Bree initially implemented this approach at Shaw Point during her previous field season two years prior and expanded the testing during our visit. In discussing the results, she noted that this year’s discoveries validated the method. Areas identified through the auger survey yielded cultural materials and features when excavation units were subsequently opened. Observing this process led to a better understanding of how archaeology integrates instinct with systematic data collection. The discoveries in the excavation units originated not from a trowel but from a deliberate effort to understand the landform through incremental sampling.

Many of the auger locations were buried among dense tangles of burned trees, making access difficult. While the archaeology team focused on auger testing, I took on clearing paths through the deadfall. The work was physical–cutting fallen tree trunks, moving logs, and climbing over piles of tangled spruce. We brought two battery-powered chainsaws and quickly worked through both sets of chainsaws and batteries each day. 

Briana holding a phone and looking at some equipment
Dr. Briana Doering sets up a total station to survey the Shaw Point archaeological site near Delta Junction, Alaska, on June 8, 2026. Photo by Tom Turner.
Dr. Briana Doering sets up a total station to survey the Shaw Point archaeological site near Delta Junction, Alaska, on June 8, 2026. Photo by Tom Turner.

Excavating a site calls for precision. Every corner is surveyed, each unit measured and remeasured, and every artifact larger than a centimeter is documented and mapped. The excavation walls are maintained straight and level, producing a cross-section through time. Although the tools are simple—trowels, brushes, screens, buckets—the accuracy achieved is remarkable. What may appear as a simple hole is, in reality, a complex archive of information. Observing the team, I realized that archaeology is seldom about discovering a single spectacular artifact. Instead, it is the accumulation of numerous small observations and pieces of evidence that enables researchers to construct possible narratives about the past.

Requests:
a. In the Shaw Point article, what did the areas identified through the auger survey yield once excavation units were opened?
b. List the simple tools the Shaw Point article names as used in excavating a site.
c. Translate this sentence from the Shaw Point article into Spanish: "What may appear as a simple hole is, in reality, a complex archive of information."
The lines after this come from a separate source.

Raw data:
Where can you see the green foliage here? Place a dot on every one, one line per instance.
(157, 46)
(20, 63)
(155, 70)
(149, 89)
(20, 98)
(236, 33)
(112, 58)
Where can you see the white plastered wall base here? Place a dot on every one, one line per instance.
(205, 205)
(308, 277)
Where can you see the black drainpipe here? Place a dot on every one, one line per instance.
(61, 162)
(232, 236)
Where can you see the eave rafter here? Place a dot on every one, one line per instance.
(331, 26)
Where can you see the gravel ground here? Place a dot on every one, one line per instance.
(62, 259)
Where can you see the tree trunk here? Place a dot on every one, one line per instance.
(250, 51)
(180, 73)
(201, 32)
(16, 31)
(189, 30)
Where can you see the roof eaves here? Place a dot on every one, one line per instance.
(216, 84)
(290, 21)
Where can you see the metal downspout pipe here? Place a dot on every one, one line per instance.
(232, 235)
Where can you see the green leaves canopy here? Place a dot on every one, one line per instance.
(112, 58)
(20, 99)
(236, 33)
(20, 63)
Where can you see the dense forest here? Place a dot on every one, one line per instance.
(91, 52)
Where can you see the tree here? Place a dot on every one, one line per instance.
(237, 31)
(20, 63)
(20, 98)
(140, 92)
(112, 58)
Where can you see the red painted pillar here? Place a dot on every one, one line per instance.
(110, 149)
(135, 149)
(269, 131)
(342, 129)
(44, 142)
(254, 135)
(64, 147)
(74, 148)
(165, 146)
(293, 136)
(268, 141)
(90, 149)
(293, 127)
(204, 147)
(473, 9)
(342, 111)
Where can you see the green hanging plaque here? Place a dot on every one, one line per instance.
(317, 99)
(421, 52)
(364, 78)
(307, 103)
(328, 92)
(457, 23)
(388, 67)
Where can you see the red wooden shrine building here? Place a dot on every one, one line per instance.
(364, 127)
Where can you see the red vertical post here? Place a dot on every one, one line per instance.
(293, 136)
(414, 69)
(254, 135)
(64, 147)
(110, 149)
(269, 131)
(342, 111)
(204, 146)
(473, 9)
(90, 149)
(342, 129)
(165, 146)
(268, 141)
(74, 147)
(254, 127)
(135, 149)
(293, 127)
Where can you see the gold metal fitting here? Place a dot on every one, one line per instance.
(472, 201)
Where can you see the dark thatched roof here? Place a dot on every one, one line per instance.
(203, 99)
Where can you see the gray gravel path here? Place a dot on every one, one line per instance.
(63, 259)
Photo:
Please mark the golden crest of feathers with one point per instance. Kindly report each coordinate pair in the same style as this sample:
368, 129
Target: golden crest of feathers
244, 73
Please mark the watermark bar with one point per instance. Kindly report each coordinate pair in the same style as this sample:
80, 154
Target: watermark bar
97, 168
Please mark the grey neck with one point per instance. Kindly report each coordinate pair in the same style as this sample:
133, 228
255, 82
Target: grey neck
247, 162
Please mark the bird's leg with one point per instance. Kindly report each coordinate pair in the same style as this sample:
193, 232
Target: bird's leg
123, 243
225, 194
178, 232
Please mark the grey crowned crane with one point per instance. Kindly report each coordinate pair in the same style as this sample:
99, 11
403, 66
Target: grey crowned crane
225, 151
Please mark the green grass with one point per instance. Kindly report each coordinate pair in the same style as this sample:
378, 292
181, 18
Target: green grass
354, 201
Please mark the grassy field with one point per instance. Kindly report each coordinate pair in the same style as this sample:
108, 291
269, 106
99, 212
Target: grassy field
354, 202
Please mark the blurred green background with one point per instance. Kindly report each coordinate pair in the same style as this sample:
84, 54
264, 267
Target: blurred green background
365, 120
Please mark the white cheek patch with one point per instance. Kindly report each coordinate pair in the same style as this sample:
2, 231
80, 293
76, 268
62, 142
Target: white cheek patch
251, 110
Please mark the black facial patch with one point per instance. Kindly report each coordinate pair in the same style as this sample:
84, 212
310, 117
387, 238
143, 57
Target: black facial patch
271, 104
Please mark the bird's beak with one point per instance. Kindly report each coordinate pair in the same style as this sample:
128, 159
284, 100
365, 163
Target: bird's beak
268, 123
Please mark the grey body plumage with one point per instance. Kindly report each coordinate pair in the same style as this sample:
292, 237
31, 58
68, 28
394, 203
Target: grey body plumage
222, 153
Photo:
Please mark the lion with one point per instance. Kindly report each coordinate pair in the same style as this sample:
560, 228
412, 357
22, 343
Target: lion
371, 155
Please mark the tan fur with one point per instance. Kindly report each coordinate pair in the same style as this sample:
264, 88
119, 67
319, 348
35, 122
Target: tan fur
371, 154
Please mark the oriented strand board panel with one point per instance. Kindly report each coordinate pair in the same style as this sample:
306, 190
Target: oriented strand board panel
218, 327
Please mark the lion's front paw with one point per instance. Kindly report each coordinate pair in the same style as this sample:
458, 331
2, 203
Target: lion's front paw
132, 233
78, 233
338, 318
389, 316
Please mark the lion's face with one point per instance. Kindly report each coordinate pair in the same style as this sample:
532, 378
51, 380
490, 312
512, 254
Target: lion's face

Task results:
a. They yielded cultural materials and features.

b. Trowels, brushes, screens, buckets

c. Lo que puede parecer un simple agujero es, en realidad, un complejo archivo de información.